[Entries from a dataset]
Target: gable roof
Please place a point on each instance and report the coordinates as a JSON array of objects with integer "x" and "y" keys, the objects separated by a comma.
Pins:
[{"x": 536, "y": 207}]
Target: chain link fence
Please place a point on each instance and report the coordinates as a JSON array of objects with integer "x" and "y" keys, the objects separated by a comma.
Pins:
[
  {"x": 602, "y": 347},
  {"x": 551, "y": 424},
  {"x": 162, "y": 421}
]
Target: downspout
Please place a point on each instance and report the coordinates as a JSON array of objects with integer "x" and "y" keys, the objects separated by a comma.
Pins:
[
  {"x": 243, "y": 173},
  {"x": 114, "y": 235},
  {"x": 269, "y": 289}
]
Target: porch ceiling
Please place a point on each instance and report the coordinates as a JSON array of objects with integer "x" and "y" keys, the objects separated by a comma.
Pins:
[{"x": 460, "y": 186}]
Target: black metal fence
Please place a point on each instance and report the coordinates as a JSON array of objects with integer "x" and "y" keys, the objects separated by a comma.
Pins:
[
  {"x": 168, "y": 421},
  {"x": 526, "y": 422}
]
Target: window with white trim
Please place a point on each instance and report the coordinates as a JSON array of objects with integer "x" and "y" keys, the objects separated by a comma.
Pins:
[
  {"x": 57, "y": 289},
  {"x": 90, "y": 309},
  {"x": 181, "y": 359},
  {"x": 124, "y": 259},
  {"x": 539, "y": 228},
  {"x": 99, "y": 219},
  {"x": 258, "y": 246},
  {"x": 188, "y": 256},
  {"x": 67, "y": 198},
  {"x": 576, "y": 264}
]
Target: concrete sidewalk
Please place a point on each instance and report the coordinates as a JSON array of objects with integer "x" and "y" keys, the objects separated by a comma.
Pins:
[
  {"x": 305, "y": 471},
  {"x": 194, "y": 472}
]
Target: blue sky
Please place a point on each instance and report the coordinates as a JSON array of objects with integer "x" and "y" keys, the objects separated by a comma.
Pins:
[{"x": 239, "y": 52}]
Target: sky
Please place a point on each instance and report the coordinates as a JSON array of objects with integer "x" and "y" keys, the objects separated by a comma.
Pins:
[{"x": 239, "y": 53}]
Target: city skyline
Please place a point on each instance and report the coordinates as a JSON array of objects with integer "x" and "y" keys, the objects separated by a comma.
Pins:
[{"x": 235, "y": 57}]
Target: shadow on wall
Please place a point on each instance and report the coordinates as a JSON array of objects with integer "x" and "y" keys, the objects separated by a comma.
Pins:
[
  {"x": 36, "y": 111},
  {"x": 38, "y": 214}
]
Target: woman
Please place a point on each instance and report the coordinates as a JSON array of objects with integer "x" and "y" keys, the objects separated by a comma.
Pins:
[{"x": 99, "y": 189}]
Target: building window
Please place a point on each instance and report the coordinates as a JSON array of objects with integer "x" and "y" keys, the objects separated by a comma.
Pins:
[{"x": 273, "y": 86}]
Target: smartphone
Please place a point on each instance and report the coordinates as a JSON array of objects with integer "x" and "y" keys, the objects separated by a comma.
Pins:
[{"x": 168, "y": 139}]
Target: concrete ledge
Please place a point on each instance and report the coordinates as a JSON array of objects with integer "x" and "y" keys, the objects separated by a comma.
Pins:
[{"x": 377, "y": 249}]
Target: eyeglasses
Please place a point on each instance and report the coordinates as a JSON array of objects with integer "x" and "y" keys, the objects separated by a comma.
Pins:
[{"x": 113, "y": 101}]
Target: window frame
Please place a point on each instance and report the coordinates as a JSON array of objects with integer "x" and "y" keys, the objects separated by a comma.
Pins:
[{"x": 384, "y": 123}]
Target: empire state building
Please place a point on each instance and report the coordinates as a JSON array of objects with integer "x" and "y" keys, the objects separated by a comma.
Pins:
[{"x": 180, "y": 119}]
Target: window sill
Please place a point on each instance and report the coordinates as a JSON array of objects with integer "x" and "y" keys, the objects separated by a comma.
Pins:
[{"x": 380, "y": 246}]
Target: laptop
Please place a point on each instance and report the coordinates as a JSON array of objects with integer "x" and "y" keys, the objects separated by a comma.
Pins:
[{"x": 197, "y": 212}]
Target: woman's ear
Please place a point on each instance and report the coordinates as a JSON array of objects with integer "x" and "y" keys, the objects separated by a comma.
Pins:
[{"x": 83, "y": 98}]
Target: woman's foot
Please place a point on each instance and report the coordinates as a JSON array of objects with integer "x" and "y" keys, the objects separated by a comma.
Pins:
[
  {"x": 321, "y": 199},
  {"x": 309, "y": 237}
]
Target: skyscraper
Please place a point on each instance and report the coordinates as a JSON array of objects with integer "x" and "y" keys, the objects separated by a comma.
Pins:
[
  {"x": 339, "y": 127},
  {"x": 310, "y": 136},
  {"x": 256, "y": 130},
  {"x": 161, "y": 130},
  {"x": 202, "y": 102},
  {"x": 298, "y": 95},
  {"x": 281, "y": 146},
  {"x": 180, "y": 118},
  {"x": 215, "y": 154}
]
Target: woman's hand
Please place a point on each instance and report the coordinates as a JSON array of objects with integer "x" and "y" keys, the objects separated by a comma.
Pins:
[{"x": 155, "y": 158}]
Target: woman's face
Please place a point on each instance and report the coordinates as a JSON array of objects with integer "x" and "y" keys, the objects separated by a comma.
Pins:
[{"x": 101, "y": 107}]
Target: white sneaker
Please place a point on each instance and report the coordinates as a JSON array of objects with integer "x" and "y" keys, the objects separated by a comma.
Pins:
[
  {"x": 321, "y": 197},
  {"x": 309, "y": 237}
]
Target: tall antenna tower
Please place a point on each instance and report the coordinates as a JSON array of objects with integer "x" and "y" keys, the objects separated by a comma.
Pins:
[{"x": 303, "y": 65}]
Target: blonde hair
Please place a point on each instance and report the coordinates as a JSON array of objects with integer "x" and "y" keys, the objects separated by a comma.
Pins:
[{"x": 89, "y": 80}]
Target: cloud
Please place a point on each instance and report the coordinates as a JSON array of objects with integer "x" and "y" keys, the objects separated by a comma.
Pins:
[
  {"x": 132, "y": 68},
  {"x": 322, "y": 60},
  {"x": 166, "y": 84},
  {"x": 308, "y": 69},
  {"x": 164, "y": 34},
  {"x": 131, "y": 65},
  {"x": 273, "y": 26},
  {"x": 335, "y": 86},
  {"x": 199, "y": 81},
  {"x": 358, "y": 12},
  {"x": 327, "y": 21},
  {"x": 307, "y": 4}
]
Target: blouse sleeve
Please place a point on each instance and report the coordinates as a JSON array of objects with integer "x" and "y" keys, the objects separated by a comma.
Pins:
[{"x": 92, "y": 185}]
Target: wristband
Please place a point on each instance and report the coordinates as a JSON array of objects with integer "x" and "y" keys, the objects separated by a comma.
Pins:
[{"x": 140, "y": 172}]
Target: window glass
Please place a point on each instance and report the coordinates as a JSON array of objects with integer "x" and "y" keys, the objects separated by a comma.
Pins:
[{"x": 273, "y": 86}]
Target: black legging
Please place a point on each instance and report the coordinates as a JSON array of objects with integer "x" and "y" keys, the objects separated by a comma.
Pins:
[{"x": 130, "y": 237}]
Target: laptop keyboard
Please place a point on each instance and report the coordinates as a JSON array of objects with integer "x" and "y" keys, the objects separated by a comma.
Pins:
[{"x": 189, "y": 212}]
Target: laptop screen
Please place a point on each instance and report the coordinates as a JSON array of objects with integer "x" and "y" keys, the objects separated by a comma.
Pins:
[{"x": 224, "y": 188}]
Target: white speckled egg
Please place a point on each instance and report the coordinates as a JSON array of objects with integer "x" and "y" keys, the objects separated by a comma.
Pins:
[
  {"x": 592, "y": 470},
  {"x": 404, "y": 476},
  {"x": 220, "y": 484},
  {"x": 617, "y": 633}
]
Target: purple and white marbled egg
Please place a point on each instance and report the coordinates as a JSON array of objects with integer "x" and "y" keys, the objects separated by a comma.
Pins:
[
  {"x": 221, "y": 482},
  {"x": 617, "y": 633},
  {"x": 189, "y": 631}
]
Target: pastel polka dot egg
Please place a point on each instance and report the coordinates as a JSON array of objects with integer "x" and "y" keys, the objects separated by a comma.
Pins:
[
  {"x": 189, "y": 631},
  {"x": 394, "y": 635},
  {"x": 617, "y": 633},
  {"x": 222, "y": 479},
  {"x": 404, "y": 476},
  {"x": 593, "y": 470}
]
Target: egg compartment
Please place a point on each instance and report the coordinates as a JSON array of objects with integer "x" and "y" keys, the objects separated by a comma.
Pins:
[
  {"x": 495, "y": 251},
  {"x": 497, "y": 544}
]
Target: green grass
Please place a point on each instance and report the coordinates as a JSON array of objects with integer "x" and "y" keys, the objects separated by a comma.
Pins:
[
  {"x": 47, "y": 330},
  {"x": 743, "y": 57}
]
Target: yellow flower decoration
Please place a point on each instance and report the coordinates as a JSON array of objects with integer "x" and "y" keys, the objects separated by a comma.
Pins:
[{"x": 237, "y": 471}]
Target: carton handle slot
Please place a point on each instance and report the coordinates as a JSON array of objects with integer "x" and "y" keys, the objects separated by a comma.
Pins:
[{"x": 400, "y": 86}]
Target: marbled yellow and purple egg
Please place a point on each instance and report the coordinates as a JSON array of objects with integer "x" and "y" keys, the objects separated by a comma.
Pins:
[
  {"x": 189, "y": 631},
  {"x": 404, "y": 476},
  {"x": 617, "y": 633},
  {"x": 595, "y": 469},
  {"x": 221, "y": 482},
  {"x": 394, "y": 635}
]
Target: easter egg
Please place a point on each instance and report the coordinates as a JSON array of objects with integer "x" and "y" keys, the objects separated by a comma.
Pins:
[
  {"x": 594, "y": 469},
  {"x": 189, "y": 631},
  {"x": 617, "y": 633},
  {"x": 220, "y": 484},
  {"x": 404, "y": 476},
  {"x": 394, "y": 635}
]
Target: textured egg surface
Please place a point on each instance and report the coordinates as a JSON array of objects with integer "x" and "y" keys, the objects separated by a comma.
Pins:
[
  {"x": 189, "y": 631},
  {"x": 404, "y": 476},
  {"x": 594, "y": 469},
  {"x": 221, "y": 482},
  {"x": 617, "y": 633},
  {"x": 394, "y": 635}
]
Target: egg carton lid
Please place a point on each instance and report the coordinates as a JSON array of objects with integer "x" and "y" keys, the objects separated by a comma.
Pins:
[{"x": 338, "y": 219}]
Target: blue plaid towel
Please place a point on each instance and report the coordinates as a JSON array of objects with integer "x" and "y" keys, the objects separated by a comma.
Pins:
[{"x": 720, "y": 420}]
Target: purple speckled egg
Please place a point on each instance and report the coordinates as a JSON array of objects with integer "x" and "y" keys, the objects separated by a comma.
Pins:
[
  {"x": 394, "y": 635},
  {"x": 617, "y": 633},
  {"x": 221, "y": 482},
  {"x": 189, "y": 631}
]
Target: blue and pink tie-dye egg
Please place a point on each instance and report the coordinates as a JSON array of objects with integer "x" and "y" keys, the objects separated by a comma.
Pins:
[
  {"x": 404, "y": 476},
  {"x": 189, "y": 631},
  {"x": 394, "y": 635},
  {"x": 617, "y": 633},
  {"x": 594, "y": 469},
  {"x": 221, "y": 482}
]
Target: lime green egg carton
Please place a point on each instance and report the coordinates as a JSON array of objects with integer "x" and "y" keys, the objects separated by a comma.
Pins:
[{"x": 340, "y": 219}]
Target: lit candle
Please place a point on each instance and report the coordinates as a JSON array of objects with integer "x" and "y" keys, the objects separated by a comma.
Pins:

DESCRIPTION OF THE TASK: Set down exactly what runs from the line with "Target: textured egg surface" to the last line of the data above, including both of those lines and no others.

THE COMPLETED TASK:
Target: textured egg surface
Please place a point on each instance and report the coordinates as a JSON array of objects with integer "x" and "y" keys, the objects separated by a comma.
Pins:
[
  {"x": 189, "y": 631},
  {"x": 404, "y": 476},
  {"x": 594, "y": 469},
  {"x": 221, "y": 482},
  {"x": 617, "y": 633},
  {"x": 394, "y": 635}
]
Target: egg carton lid
Please place a point on each instance and report the coordinates as a JSON array of objects with integer "x" and "y" keys, the objects separated by a comma.
Pins:
[{"x": 338, "y": 219}]
Target: blue plaid towel
Please place a point on each instance and report the coordinates as a JSON array of objects with integer "x" and "y" keys, the objects separated by a comma.
Pins:
[{"x": 720, "y": 420}]
Target: purple speckled egg
Please place a point on each instance and report the coordinates as a JSON array of objects with integer "x" and "y" keys, the objects separated by a comma.
Pins:
[
  {"x": 394, "y": 635},
  {"x": 617, "y": 633},
  {"x": 221, "y": 482},
  {"x": 189, "y": 631}
]
Target: blue and pink tie-dye egg
Please place a point on each instance and report the coordinates as a JSON array of objects with integer "x" and "y" keys, the objects separated by a comma.
Pins:
[
  {"x": 404, "y": 476},
  {"x": 189, "y": 631},
  {"x": 394, "y": 635},
  {"x": 617, "y": 633},
  {"x": 594, "y": 469},
  {"x": 221, "y": 482}
]
Target: lime green egg carton
Please place a point on each instance and report the coordinates as a JSON array of objects with integer "x" and "y" keys, the objects separated by a comma.
Pins:
[{"x": 340, "y": 219}]
Target: lit candle
Please place a point on each instance and report the coordinates as a JSON array of objects with integer "x" and "y" keys, the objects separated by a comma.
Pins:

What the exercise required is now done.